* Provided passage:

Googling Public Education (Michael J. O'Neal)
Public education in this country could stand a good Googling.
Public schools are a $446-billion-a-year business, collectively surpassing ExxonMobil as the nation’s largest “corporation.” Comparisons between public education and the getting and spending of commerce seem distasteful. But if economics is the science of scarcity, then public schools, operating with finite resources, are subject to the same economic forces as other commercial enterprises, and their function, which they share with corporations, is to provide useful “products” that improve lives. Like corporations that founder, though, they sometimes make products with about as much use as solar-powered flashlights and inflatable dartboards.
If public schools are going to thrive in the 21st century, they need to start thinking more like business and learn a thing or two from flourishing corporations like Google. While other tech companies continue to struggle in the wake of the tech bubble burst, Google’s first quarter revenues this year were up an eye-popping 79 percent, making it one of the nation’s most successful corporations.
Public education could emulate Google, first, by heaving overboard its hidebound, orthodox business model. Google is not the same organization it was when it created Google 1.0, a simple search engine. By listening to customers and nimbly adapting to technological change, the company morphed up to Google 5.0, with Web-based features that make 1.0 look like a digital witching stick. Rumor has it that the company will reinvent itself again with a Google 6.0 (which perhaps will help users search for, and actually find, a cat-odor-removal product that works).

* Dataset extract:
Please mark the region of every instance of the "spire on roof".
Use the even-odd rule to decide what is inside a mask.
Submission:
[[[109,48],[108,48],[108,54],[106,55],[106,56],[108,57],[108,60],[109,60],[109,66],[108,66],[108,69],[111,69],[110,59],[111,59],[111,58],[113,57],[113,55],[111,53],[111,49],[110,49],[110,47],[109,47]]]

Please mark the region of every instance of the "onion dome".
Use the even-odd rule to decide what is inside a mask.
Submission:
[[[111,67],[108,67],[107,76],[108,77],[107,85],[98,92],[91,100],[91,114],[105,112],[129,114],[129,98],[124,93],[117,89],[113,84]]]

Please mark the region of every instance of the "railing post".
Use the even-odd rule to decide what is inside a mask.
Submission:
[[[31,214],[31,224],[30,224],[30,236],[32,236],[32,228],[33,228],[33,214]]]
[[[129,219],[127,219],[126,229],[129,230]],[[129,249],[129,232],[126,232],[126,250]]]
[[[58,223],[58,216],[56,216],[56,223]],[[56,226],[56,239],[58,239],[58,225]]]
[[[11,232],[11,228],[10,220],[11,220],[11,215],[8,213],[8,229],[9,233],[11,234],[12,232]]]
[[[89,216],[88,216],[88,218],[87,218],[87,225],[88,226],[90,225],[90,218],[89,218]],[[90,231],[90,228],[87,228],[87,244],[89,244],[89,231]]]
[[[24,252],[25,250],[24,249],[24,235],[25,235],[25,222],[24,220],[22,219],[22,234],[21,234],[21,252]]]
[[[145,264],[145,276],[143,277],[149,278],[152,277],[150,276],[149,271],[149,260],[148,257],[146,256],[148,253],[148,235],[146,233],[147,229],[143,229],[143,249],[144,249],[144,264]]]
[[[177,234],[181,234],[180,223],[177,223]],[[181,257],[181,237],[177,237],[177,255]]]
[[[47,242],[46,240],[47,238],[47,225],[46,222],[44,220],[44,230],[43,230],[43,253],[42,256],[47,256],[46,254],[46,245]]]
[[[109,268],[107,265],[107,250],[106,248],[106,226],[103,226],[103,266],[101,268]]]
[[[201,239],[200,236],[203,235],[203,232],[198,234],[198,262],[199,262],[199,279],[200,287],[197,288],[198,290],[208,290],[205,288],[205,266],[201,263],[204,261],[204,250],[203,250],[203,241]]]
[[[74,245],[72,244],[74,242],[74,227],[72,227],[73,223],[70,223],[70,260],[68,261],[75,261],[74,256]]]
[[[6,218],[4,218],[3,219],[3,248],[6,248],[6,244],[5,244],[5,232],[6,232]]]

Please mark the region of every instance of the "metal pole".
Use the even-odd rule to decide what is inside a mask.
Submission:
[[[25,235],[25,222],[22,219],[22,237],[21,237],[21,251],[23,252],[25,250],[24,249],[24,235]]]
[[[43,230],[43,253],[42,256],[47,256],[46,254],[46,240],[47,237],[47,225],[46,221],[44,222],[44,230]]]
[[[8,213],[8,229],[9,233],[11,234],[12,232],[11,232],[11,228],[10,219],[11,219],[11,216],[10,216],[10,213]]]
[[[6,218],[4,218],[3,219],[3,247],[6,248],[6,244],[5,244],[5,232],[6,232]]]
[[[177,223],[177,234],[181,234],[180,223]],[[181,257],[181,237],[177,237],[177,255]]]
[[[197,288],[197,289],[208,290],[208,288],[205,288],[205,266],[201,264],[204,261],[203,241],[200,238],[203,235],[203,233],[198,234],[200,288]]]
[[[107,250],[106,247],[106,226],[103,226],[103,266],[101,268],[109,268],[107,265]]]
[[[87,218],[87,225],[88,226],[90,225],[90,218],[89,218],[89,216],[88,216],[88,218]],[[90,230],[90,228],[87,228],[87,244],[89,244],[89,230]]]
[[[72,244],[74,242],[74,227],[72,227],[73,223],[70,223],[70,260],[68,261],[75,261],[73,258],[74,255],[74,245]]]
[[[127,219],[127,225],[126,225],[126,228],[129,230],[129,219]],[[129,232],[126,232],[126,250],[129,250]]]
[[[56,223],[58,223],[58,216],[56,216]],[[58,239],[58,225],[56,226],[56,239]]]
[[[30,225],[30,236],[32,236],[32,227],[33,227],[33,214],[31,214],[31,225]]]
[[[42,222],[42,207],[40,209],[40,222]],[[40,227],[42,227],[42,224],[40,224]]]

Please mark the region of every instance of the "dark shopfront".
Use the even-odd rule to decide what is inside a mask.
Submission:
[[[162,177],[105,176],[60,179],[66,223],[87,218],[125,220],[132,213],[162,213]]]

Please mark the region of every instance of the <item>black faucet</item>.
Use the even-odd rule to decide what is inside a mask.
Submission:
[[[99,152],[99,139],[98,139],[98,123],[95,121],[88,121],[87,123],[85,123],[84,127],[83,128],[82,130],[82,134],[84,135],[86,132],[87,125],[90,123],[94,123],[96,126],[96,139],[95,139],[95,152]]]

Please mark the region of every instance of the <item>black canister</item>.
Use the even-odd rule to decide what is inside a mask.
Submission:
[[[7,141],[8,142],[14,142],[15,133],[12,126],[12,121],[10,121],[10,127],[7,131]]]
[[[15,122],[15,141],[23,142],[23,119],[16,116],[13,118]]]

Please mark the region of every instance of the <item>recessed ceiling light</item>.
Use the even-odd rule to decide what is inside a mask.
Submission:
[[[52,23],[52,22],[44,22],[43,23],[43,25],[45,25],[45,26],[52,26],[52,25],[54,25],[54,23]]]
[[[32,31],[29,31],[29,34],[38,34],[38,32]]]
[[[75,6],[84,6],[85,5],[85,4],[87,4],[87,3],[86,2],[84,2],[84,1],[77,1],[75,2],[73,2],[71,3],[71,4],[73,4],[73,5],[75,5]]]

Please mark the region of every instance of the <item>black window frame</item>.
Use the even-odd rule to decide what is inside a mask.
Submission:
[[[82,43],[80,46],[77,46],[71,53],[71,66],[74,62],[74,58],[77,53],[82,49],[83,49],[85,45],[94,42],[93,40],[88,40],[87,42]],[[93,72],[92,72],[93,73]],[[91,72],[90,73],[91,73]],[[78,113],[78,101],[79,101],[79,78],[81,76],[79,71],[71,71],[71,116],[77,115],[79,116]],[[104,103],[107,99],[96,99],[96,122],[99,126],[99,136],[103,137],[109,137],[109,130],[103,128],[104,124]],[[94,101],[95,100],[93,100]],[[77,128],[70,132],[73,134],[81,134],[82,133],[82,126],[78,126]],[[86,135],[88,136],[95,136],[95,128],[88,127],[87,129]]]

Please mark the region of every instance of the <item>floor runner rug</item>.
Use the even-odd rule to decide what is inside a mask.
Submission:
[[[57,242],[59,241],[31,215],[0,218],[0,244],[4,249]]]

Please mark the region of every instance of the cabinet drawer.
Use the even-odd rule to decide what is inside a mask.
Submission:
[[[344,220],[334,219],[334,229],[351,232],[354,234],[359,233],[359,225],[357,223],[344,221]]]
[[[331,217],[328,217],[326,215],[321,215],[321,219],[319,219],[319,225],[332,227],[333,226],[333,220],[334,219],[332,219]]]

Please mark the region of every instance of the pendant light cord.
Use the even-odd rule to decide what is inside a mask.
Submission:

* Exercise set:
- a) Decide whether each statement agrees with the essay on public education and Google, answering yes or no and quoting the words that settle it: (i) Public schools are described as a $446-billion-a-year business. (ii) Google's first quarter revenues this year rose 97 percent. (iii) Google 1.0 was a simple search engine.
- b) Duplicate everything in the essay on public education and Google from "Public education could" down to "product that works).".

* Task solutions:
- a)
(i) Yes: "Public schools are a $446-billion-a-year business"
(ii) No: "Google’s first quarter revenues this year were up an eye-popping 79 percent"
(iii) Yes: "when it created Google 1.0, a simple search engine"

- b)
Public education could emulate Google, first, by heaving overboard its hidebound, orthodox business model. Google is not the same organization it was when it created Google 1.0, a simple search engine. By listening to customers and nimbly adapting to technological change, the company morphed up to Google 5.0, with Web-based features that make 1.0 look like a digital witching stick. Rumor has it that the company will reinvent itself again with a Google 6.0 (which perhaps will help users search for, and actually find, a cat-odor-removal product that works).